** Tarea propuesta 1 **
Copie sin cambios las filas, desde la primera hasta la que contiene "An outline is", ambas incluidas.

** Extracto **
Un amigo de su padre dueño de un diario en Paraguay. Un hacendado de Olavarría que le iba a dar trabajo de sereno en un campo. Un pastor. Una mujer que quería ser su novia. Otra mujer que vio la película El ángel y lo admiraba. Un vecino de Sierra Chica que le prometió alojamiento. Ahora es un cura y una familia los que están dispuestos a ser la garantía, y los nuevos “inquilinos” de Carlos Eduardo Robledo Puch, asesino de once personas, que volverá a pedir su libertad por décima vez en los últimos doce años.
La figura a la que se aferra el llamado Ángel Negro, que entre 1971 y 1972 mató a once personas por la espalda o mientras dormían y lleva preso 50 años -recórd nacional y podría ser mundial- es la del agotamiento de pena. Los anteriores intentos fracasaron.
El legendario asesino cambió de abogado. Ahora es Jorge Alfonso el que se puso al hombro lo que parece ser una patriada.

** Material de trabajo **
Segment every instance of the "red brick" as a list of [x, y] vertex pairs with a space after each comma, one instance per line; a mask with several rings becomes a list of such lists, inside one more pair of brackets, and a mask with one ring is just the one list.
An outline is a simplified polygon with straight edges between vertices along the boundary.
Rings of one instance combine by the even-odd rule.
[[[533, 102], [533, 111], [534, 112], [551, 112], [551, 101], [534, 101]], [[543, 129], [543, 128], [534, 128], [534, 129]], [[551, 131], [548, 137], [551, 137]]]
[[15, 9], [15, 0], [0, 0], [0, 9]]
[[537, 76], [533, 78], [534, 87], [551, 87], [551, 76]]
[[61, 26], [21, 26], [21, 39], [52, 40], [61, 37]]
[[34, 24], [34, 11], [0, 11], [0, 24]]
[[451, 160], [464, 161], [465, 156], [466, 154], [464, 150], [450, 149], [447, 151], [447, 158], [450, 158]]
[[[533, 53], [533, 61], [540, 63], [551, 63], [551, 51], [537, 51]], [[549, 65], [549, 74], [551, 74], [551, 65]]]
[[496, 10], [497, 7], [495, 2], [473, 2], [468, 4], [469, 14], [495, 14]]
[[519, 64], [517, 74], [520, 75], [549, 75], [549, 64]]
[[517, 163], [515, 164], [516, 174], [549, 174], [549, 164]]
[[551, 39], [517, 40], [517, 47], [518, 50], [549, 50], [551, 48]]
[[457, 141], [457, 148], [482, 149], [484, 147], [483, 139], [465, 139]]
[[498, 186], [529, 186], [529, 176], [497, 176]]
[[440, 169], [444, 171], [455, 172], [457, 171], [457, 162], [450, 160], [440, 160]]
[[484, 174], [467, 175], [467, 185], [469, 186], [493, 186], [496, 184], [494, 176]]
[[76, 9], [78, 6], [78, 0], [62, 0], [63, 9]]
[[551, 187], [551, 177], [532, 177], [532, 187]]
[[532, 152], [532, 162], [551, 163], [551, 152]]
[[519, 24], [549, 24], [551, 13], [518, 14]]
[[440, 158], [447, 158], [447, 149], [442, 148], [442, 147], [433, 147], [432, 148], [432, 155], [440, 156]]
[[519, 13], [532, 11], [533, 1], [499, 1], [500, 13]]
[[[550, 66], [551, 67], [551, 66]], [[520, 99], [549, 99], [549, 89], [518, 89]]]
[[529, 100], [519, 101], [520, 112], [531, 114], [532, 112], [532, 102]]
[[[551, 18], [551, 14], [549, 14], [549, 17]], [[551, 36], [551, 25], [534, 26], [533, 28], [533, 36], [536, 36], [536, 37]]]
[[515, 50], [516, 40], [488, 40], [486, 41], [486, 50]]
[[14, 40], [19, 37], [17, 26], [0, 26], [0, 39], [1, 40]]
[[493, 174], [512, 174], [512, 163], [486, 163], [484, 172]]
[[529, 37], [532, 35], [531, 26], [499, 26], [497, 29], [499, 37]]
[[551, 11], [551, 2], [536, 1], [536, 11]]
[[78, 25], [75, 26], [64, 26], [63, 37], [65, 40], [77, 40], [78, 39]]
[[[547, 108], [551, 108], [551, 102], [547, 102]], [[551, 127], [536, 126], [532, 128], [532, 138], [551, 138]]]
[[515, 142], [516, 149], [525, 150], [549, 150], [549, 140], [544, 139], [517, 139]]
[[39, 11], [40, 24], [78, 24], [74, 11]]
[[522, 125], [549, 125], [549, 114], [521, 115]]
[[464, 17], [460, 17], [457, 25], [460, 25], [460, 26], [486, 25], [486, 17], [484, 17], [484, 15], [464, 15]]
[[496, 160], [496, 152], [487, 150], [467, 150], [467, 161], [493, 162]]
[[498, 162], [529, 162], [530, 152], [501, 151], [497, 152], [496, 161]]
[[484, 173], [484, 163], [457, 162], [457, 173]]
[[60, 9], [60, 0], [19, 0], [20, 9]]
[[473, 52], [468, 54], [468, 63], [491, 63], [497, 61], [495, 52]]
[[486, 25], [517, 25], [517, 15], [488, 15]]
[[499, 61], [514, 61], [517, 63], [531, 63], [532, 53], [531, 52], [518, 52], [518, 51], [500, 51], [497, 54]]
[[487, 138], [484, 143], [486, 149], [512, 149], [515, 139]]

** Tarea propuesta 2 **
Reproduzca el tramo del extracto sobre Robledo Puch que va desde "Un amigo de" hasta "anteriores intentos fracasaron.", y sustituya "hacendado" por "estanciero".

** Solución 1 **
Segment every instance of the "red brick" as a list of [x, y] vertex pairs with a space after each comma, one instance per line; a mask with several rings becomes a list of such lists, inside one more pair of brackets, and a mask with one ring is just the one list.
An outline is a simplified polygon with straight edges between vertices along the boundary.

** Solución 2 **
Un amigo de su padre dueño de un diario en Paraguay. Un estanciero de Olavarría que le iba a dar trabajo de sereno en un campo. Un pastor. Una mujer que quería ser su novia. Otra mujer que vio la película El ángel y lo admiraba. Un vecino de Sierra Chica que le prometió alojamiento. Ahora es un cura y una familia los que están dispuestos a ser la garantía, y los nuevos “inquilinos” de Carlos Eduardo Robledo Puch, asesino de once personas, que volverá a pedir su libertad por décima vez en los últimos doce años.
La figura a la que se aferra el llamado Ángel Negro, que entre 1971 y 1972 mató a once personas por la espalda o mientras dormían y lleva preso 50 años -recórd nacional y podría ser mundial- es la del agotamiento de pena. Los anteriores intentos fracasaron.